ACTIVITY: Repeat the whole of the data, keeping every detail the same.

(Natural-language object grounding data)
-*-

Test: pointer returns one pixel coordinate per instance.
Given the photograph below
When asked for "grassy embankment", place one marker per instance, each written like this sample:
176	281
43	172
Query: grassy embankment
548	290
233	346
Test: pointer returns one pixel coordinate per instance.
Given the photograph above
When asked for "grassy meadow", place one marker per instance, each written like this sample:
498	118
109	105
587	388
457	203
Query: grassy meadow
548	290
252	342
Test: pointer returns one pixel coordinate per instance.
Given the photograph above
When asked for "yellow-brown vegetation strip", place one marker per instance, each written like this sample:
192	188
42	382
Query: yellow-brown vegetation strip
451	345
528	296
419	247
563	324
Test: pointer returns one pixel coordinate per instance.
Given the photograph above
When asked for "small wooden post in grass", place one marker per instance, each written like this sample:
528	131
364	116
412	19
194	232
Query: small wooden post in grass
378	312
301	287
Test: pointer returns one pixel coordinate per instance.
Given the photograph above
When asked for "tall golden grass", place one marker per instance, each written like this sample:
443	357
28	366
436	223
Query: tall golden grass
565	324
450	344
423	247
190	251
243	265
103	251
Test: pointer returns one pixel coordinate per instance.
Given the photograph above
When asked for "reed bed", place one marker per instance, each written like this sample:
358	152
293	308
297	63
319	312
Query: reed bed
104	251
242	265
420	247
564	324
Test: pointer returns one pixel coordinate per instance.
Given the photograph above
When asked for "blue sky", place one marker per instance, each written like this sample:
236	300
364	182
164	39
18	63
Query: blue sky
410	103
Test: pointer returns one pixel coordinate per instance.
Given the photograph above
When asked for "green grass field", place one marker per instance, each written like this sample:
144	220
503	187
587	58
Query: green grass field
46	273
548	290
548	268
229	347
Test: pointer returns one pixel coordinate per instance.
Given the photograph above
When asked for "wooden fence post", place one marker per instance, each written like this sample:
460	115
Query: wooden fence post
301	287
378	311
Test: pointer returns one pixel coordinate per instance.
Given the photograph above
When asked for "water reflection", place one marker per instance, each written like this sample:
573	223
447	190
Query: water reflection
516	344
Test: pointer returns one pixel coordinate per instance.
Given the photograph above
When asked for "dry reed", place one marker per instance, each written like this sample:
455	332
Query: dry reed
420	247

-*-

OUTPUT:
Test: pointer returns one pixel coordinate per instance.
Given the photograph below
When asked for "grassy embankment", place one marker per instance, each written like this sample:
176	281
43	172
Query: grassy embankment
548	290
233	346
Test: pointer returns one pixel coordinate per instance.
Given the photograph above
When asked for "grassy meadow", place one marker per instance, each written like this sample:
498	118
109	105
587	388
457	203
Query: grassy meadow
548	290
252	342
Test: pointer returns one pixel coordinate per instance.
Given the photograph above
When asked for "yellow-brown vegetation strip", place one marker per instance, each written like this sample:
192	188
42	382
Query: yellow-brown vegetation strip
451	345
528	296
419	247
563	324
Test: pointer returns one pixel coordinate per instance.
Given the photograph above
When asked for "small wooden post in grass", place one marker per instance, each written like this sample:
528	131
364	116
412	19
194	232
Query: small wooden post in grass
378	312
301	287
Test: pointer returns one pixel coordinate per instance.
Given the photograph above
When asked for "tall golden grass", place one marker per instance, each written like this sample:
443	357
28	366
436	223
Query: tall golden grass
565	324
450	344
423	247
190	251
243	265
103	251
Test: pointer returns one pixel coordinate per instance.
Given the photograph above
When asked for "reed bed", place one marker per instance, each written like this sample:
358	152
293	308
297	63
319	312
Query: reed bed
104	251
242	265
420	247
564	324
Test: pointer returns one pixel coordinate per instance.
Given the photograph above
When asked for "blue sky", place one marker per instance, each written like this sample:
236	300
364	182
164	39
18	63
Query: blue sky
410	103
Test: pointer returns one pixel coordinate per instance.
Given the photograph above
When asked for "green grass field", place one marker per instance, each written like this sample:
144	220
503	187
587	58
Query: green grass field
46	273
548	290
548	268
229	347
Test: pointer returns one pixel coordinate per instance.
Given the photograph above
When asked for "wooden fence post", place one marker per instance, each written like this sample:
460	115
Query: wooden fence post
301	287
378	311
Test: pointer returns one pixel coordinate per instance.
Given the photograph above
When asked for "water reflection", place one marker per instance, each written like this sample:
573	223
447	190
Query: water reflection
516	344
Test: pointer returns one pixel coordinate per instance.
Given the photograph above
When asked for "dry reed", place one marker per instance, each written like this sample:
455	332
Query: dry reed
420	247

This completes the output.